DESCRIPTION OF THE TASK:
Copy exactly the lines from the one containing "of the colored" through the last line of the records, both included, and nothing more.

DATASET EXTRACT:
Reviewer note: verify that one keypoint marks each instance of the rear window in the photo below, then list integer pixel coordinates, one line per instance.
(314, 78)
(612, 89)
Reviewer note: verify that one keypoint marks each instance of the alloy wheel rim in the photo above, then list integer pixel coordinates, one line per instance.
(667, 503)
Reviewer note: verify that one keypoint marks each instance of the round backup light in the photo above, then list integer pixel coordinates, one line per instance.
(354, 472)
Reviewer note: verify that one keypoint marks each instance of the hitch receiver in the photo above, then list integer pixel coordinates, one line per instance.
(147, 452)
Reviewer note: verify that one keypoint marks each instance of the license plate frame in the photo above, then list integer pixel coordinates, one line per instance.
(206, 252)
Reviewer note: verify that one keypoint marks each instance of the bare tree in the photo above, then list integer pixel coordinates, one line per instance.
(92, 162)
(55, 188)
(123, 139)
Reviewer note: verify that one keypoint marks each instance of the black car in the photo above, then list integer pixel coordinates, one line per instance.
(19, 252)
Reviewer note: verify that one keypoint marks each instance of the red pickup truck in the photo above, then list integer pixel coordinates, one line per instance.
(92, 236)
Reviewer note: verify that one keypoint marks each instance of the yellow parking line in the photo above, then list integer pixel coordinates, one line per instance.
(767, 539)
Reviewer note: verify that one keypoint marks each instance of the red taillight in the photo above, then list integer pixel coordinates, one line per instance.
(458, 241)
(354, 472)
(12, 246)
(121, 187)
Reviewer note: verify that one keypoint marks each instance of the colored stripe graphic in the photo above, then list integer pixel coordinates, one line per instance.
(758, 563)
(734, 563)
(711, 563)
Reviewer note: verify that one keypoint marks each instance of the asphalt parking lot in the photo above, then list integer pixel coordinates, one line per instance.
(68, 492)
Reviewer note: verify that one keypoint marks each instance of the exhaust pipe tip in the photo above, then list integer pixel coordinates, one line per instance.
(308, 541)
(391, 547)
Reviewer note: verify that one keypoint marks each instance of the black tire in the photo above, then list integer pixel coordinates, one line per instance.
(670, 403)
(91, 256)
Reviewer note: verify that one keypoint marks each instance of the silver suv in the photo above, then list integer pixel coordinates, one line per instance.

REPLY:
Reviewer note: verify that one keypoint marks each instance of the colored stripe graphic in the photo above, then list integer pixel coordinates, one line per instance.
(758, 563)
(734, 563)
(711, 563)
Reviewer note: verify that one keypoint marks each instance of the asphalt parking lot in the photo above, then list integer pixel coordinates, one line per instance.
(68, 492)
Reviewer note: verify that one keypoint marks each instance of the exhaust pipe tip in the photo above, then list integer pixel coordinates, one line per instance.
(308, 541)
(391, 547)
Reviewer note: verify that one keypoint marks each instance of the black tire in the photo above, then list integer pixel coordinates, one line per instance.
(670, 403)
(91, 256)
Reviewer note: verify that one keypoint marks each instance of the silver suv in the photo above, then list integer pixel coordinates, one line per instance.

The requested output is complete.